*Directives*
a – For the essay on caste and TikTok below, decide whether each statement agrees with it, and answer yes or no for each, quoting the essay's deciding words exactly. (i) Kumar works as a sweeper and errand guy at a temple in North Delhi. (ii) Kumar's TikTok username is 'Pandit' Kumar. (iii) The essay holds that the internet exists in a social vacuum.
b – Reproduce the part of the records that opens with their first line and closes with the line containing "point(111, 95)", both ends included, changing nothing.

-------- Excerpted text --------

As he fishhooks his worn-out khaki jhola (bag) for keys and reaches out arm deep to the floor of his bag, the peculiar lines on his forehead curl up into a sweaty keyhole around his sandalwood tilak, and it is with some pensive exertion that he says,
“You cannot ever erase your caste. But you sure can pretend to change it.
The rules of the game are pretty simple back in my village.
If you have a hearth and nothing else, you count on god.
If you have a hearth and a cow, you can negotiate with your god.
If you have a hearth and a cow and a land, you are your own god.”
Ronge Kumar is a 39-year-old sweeper and errand guy at the local temple near my place of domicile in North Delhi, India. His favourite sport, second only to knowing all the Hindu gods’ genealogy trivia like the back of his hand, is stealing time for his almost ritualistic TikTok consumption in the slimy contours between the work-home binary at the temple.
While I conjecture up an introduction for him in foresight of a biographical essay I might someday write about him, he overruns my train of thought to continue his monologue: “One of the greatest pieces of unwitting disclosure is your father’s name. Your father might not leave you an inheritance but he sure will leave you a family name as a mortgage against your self respect. How do you go on pretending to be a different person while carrying your family tree on your shoulder? The city, with all its noise, is easy on you, because it does not have time to care.”
If all identity is indeed a performance, Kumar’s predicament really leaves me questioning the semantics of visibility in a society that, at once, implicates us as performers of our everyday identities and an audience to others’. This, I intend not as much in a Shakespearean sense of the word as much in a social constructionist sort of way. The fact that I ‘pass’ as a normal, functional unit of the social context, is but a deliberate, concerted project of everyday performance. However, when the context is all too familiar and the performer too visible, it is hard to ‘pass’ without being held to public scrutiny for everything you do. Thus, the respite Kumar attributes to the city is the relative autonomy that his anonymity here can afford for him. This anonymity is only augmented when he enters the internet, to a point of discord, if not dissociation from his identities back home and in the city. This is not to say that the internet exists in a social vacuum, free from the social categories that define our identity on the ground, but that it offers every new entrant a clean slate.
Kumar’s TikTok profile, then, is an embodiment of his existential anxieties of upward social mobility. His TikTok username, ‘Pandit’ Ronge, above everything, enables him to attach a Brahminical prefix to his name, something that is inaccessible to him in the material world. What we see with Kumar then is a more universal tendency to use the virtual world to live one’s aspirations vicariously, as in when a 5-year-old chooses a conventionally attractive gaming avatar to represent themself to the other players, but more so, a social desire for upward movement. The caste system in India, like most hierarchies, can be understood as a classic game of Jenga, wherein each participant takes a turn removing one of the blocks not located on the top three levels and places it on top of the tower without knocking it down. One’s participation in the game not only presupposes but also actively ensures that the larger structure of hierarchical arrangement of the blocks stays in place. An inevitable consequence of the mobility of the blocks, however, is that the base of the tower progressively becomes more unstable and struggles to support its heavy top until it eventually collapses, with the loser being the participant who pulled the block that caused the demolition.

-------- Supplied material --------

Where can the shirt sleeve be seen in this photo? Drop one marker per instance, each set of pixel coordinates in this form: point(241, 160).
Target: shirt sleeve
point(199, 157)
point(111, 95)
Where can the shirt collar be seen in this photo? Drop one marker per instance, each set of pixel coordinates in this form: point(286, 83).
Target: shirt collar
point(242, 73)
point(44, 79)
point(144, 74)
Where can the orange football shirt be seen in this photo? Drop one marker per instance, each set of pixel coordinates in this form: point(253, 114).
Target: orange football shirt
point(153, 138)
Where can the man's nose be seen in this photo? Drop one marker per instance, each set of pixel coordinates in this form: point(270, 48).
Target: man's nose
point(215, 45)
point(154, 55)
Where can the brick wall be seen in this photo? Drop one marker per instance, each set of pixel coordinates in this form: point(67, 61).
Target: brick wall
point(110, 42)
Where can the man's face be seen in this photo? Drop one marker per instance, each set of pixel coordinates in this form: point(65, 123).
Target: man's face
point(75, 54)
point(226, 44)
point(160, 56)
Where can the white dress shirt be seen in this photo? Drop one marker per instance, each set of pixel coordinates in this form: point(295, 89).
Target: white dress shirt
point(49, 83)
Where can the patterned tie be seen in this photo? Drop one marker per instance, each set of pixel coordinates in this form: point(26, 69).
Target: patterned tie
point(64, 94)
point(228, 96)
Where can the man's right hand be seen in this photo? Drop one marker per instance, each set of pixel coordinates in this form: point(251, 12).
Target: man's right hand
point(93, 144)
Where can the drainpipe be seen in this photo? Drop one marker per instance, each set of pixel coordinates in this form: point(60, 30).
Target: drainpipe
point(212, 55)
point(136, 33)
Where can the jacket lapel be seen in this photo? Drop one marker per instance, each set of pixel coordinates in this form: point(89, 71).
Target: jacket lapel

--------

*Solved problems*
a –
(i) Yes: "Ronge Kumar is a 39-year-old sweeper and errand guy at the local temple near my place of domicile in North Delhi, India."
(ii) No: "His TikTok username, ‘Pandit’ Ronge"
(iii) No: "This is not to say that the internet exists in a social vacuum"

b –
Where can the shirt sleeve be seen in this photo? Drop one marker per instance, each set of pixel coordinates in this form: point(241, 160).
Target: shirt sleeve
point(199, 157)
point(111, 95)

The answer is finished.